* What to work on
After finding the line that includes "of the person" in the records below, transcribe it and each line after it through the last, exactly, and add nothing.

=== Section Start ===

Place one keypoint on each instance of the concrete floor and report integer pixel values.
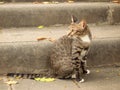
(105, 78)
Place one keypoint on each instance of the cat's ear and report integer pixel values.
(73, 19)
(83, 24)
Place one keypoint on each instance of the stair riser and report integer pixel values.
(27, 15)
(33, 57)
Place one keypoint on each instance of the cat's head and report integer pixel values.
(77, 25)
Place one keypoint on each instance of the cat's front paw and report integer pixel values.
(88, 72)
(82, 80)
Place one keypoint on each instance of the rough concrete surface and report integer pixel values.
(21, 52)
(99, 79)
(57, 0)
(29, 14)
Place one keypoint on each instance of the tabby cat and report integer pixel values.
(69, 54)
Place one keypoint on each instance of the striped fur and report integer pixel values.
(70, 52)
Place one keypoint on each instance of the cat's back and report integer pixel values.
(61, 56)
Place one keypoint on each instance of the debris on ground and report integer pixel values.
(45, 79)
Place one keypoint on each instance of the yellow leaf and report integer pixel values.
(41, 26)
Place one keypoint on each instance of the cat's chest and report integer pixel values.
(86, 38)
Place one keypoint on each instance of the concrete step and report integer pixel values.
(29, 14)
(21, 52)
(57, 0)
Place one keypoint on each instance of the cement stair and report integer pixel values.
(21, 52)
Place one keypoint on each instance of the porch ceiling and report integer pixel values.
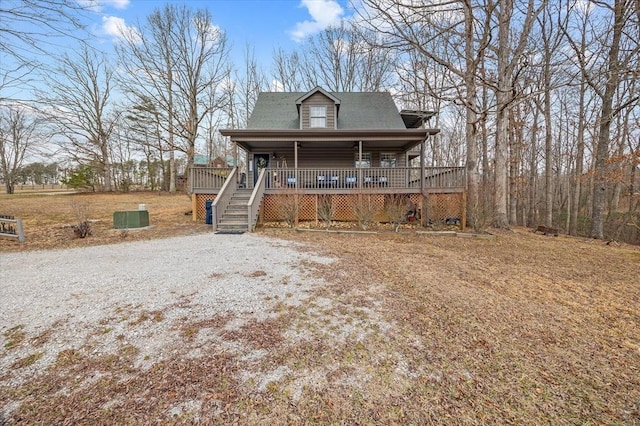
(252, 139)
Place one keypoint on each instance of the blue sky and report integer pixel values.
(263, 24)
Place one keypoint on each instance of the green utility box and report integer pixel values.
(131, 219)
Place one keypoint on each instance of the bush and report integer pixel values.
(395, 206)
(82, 228)
(364, 210)
(287, 207)
(325, 209)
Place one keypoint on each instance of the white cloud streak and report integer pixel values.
(323, 14)
(118, 29)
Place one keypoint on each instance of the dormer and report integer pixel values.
(318, 109)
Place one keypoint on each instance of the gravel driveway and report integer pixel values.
(55, 300)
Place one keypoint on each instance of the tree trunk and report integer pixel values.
(606, 117)
(471, 127)
(503, 97)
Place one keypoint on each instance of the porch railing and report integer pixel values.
(253, 206)
(207, 178)
(375, 177)
(221, 201)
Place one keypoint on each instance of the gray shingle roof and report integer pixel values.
(358, 110)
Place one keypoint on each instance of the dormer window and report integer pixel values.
(318, 116)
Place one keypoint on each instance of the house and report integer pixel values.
(329, 146)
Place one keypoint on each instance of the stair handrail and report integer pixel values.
(253, 205)
(223, 198)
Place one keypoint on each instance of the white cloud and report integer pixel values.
(323, 13)
(118, 29)
(99, 5)
(118, 4)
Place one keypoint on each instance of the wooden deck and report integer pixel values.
(209, 180)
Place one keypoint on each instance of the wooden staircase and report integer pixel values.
(235, 218)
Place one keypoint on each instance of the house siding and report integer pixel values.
(315, 100)
(334, 157)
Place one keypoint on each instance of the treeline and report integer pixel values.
(538, 99)
(127, 176)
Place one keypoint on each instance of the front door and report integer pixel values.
(260, 161)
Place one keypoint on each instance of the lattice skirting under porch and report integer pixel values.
(198, 201)
(436, 208)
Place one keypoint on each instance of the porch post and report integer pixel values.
(360, 164)
(236, 161)
(295, 162)
(422, 167)
(423, 218)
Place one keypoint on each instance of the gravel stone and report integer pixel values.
(104, 297)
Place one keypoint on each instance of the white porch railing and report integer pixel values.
(224, 195)
(204, 179)
(253, 206)
(375, 177)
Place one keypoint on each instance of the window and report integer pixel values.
(388, 159)
(318, 116)
(366, 160)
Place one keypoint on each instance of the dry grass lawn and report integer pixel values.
(47, 219)
(410, 329)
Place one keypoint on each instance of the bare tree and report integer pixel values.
(286, 71)
(18, 137)
(173, 60)
(340, 58)
(30, 29)
(454, 35)
(78, 104)
(603, 71)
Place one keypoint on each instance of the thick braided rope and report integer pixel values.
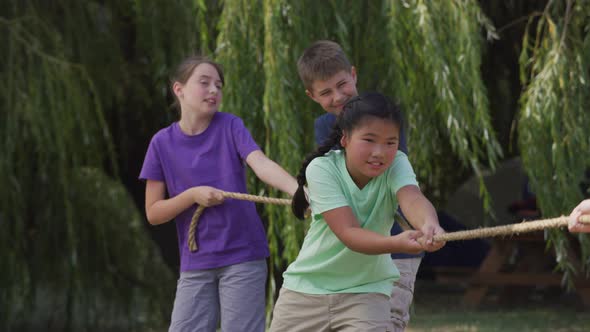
(524, 227)
(192, 244)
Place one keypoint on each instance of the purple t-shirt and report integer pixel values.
(228, 233)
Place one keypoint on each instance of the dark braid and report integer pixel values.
(299, 203)
(369, 104)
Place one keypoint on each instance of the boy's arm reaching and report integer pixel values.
(271, 173)
(421, 214)
(346, 227)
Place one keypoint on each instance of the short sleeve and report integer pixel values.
(401, 173)
(152, 166)
(243, 140)
(325, 190)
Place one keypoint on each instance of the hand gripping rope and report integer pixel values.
(523, 227)
(245, 197)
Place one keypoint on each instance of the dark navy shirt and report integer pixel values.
(323, 126)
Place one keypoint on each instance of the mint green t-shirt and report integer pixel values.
(324, 264)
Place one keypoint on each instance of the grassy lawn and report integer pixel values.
(439, 308)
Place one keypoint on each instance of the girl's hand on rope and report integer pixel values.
(408, 242)
(207, 196)
(430, 230)
(574, 225)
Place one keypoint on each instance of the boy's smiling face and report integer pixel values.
(335, 91)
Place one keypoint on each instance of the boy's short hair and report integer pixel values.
(321, 61)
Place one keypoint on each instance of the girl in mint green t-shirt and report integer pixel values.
(343, 276)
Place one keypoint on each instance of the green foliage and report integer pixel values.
(84, 85)
(554, 145)
(438, 80)
(71, 236)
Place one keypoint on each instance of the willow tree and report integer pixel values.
(439, 82)
(73, 248)
(553, 122)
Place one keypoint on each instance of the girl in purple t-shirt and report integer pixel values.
(188, 164)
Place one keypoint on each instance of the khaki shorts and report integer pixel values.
(367, 312)
(403, 292)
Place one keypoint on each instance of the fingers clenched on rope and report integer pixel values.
(524, 227)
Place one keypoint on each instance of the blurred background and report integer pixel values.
(495, 97)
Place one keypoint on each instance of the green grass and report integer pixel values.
(438, 308)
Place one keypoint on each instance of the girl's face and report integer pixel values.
(202, 91)
(370, 149)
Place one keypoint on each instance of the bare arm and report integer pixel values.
(421, 214)
(271, 173)
(160, 210)
(346, 227)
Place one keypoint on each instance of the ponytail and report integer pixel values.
(300, 203)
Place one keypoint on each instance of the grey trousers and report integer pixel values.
(236, 293)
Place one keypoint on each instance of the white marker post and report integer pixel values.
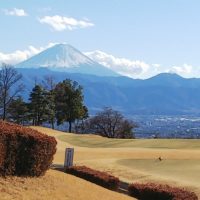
(69, 155)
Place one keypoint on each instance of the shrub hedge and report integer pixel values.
(24, 151)
(100, 178)
(159, 192)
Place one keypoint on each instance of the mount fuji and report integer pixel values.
(66, 58)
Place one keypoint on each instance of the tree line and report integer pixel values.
(57, 103)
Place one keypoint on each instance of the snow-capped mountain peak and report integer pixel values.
(67, 58)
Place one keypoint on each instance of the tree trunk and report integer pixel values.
(52, 124)
(70, 126)
(4, 112)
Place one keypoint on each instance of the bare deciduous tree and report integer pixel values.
(110, 123)
(10, 87)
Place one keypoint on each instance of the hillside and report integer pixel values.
(135, 160)
(54, 185)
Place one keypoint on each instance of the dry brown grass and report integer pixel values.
(54, 186)
(136, 161)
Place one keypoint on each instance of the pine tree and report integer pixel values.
(38, 105)
(18, 111)
(69, 102)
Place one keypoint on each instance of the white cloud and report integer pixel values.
(15, 12)
(60, 23)
(122, 66)
(21, 55)
(184, 70)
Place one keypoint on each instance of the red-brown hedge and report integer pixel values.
(159, 192)
(24, 151)
(100, 178)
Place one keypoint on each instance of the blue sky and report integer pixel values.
(151, 36)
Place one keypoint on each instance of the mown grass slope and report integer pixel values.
(135, 160)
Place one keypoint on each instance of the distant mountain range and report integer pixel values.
(164, 94)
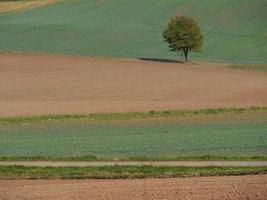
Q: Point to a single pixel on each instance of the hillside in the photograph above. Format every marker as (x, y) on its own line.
(235, 31)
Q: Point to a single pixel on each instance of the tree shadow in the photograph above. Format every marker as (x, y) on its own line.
(161, 60)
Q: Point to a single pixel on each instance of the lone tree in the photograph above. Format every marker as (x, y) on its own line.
(183, 35)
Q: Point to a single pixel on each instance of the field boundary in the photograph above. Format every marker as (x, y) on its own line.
(137, 163)
(121, 172)
(128, 115)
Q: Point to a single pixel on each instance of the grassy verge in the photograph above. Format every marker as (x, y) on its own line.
(129, 115)
(20, 172)
(178, 158)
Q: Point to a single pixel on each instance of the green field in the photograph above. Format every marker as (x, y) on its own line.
(235, 31)
(213, 135)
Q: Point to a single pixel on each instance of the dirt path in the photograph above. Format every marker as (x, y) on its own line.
(216, 188)
(137, 163)
(35, 85)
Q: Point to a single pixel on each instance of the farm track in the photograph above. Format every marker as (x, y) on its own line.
(137, 163)
(225, 187)
(36, 85)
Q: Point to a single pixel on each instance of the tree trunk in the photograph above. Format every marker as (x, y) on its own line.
(186, 55)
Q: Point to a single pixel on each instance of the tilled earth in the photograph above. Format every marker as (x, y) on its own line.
(231, 187)
(39, 84)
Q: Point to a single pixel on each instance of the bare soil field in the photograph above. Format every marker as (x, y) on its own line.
(232, 187)
(39, 84)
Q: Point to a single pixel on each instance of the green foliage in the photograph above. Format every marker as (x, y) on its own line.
(20, 172)
(234, 31)
(183, 34)
(127, 116)
(166, 139)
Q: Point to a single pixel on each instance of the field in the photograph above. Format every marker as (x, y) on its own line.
(38, 85)
(7, 6)
(235, 31)
(89, 90)
(213, 135)
(236, 187)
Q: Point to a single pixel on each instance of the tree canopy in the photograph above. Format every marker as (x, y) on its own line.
(183, 35)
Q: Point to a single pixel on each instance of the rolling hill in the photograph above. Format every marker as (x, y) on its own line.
(234, 30)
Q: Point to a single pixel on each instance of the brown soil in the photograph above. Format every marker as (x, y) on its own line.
(135, 163)
(233, 187)
(34, 85)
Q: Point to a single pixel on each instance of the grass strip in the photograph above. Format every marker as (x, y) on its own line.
(114, 172)
(128, 115)
(178, 158)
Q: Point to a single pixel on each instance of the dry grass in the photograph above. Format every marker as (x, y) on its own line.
(11, 6)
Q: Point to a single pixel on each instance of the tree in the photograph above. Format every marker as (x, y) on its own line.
(183, 35)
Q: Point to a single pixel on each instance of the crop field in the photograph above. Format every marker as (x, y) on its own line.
(38, 85)
(235, 31)
(17, 5)
(234, 135)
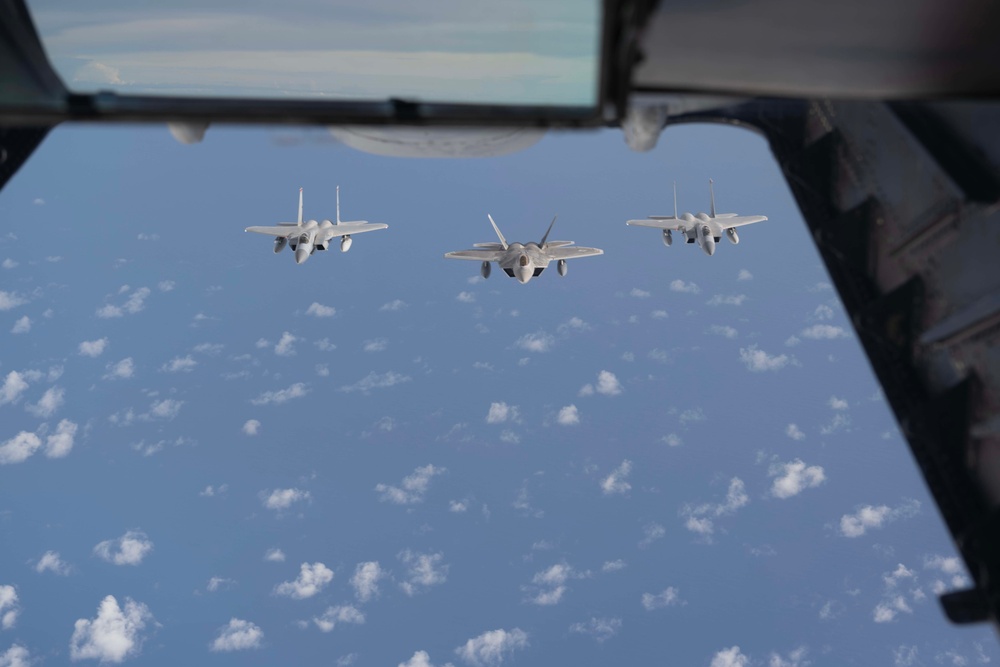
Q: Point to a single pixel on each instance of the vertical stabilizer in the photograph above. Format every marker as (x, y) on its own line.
(546, 237)
(503, 241)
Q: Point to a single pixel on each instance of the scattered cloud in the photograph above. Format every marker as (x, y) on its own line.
(617, 481)
(687, 288)
(129, 549)
(422, 571)
(536, 342)
(670, 597)
(758, 360)
(93, 348)
(237, 635)
(870, 517)
(375, 381)
(297, 390)
(568, 416)
(113, 635)
(311, 580)
(491, 648)
(601, 629)
(282, 499)
(319, 310)
(824, 332)
(365, 580)
(51, 562)
(501, 412)
(727, 300)
(413, 487)
(340, 614)
(794, 477)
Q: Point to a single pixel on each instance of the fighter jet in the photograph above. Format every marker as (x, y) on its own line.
(704, 229)
(305, 239)
(523, 261)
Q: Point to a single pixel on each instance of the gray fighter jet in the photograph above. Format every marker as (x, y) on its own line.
(704, 229)
(305, 239)
(523, 261)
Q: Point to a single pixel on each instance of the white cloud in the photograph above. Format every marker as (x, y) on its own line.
(22, 325)
(670, 597)
(15, 656)
(274, 555)
(10, 300)
(699, 517)
(93, 348)
(13, 386)
(730, 657)
(490, 648)
(49, 403)
(723, 330)
(758, 360)
(613, 565)
(394, 305)
(871, 517)
(651, 533)
(129, 549)
(568, 416)
(282, 499)
(319, 310)
(422, 571)
(824, 332)
(60, 443)
(51, 562)
(794, 477)
(19, 448)
(375, 381)
(601, 629)
(340, 614)
(681, 286)
(113, 635)
(311, 580)
(727, 300)
(365, 580)
(617, 481)
(180, 365)
(286, 346)
(9, 606)
(413, 487)
(121, 370)
(838, 403)
(238, 635)
(501, 412)
(536, 342)
(297, 390)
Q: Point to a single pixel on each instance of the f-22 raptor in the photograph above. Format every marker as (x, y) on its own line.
(523, 261)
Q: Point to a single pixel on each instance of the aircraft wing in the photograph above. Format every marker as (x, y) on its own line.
(345, 228)
(739, 220)
(571, 252)
(477, 255)
(660, 223)
(280, 230)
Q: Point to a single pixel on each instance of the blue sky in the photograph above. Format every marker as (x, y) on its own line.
(377, 458)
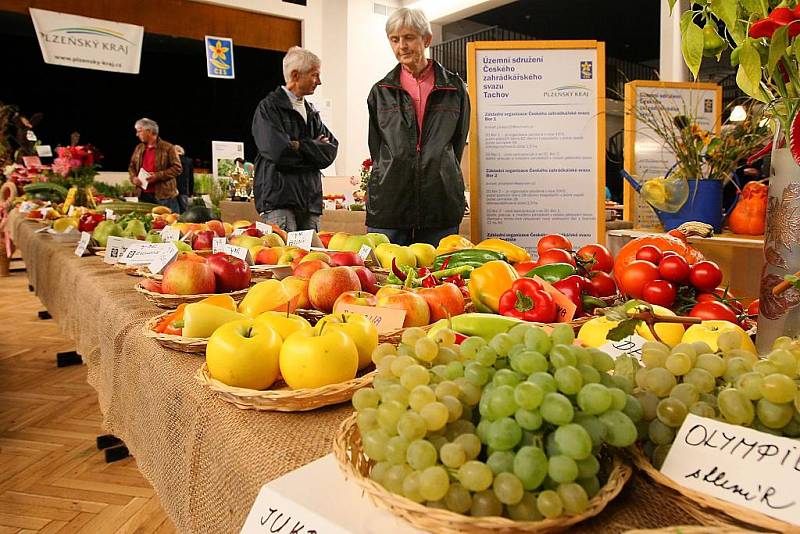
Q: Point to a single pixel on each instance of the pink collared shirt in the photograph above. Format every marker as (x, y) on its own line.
(419, 89)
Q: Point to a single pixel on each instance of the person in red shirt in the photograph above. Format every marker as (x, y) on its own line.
(154, 167)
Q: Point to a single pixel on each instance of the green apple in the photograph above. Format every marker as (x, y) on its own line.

=== Section End ===

* Answer area
Q: Point to a single pixel on each instance of the person in red shirt in the photograph above. Format every marker as (x, y) on its own line.
(154, 167)
Q: Point to a single pixel on each instance of the green apple in the photograph above. Format every marker as (x, y) on its own line.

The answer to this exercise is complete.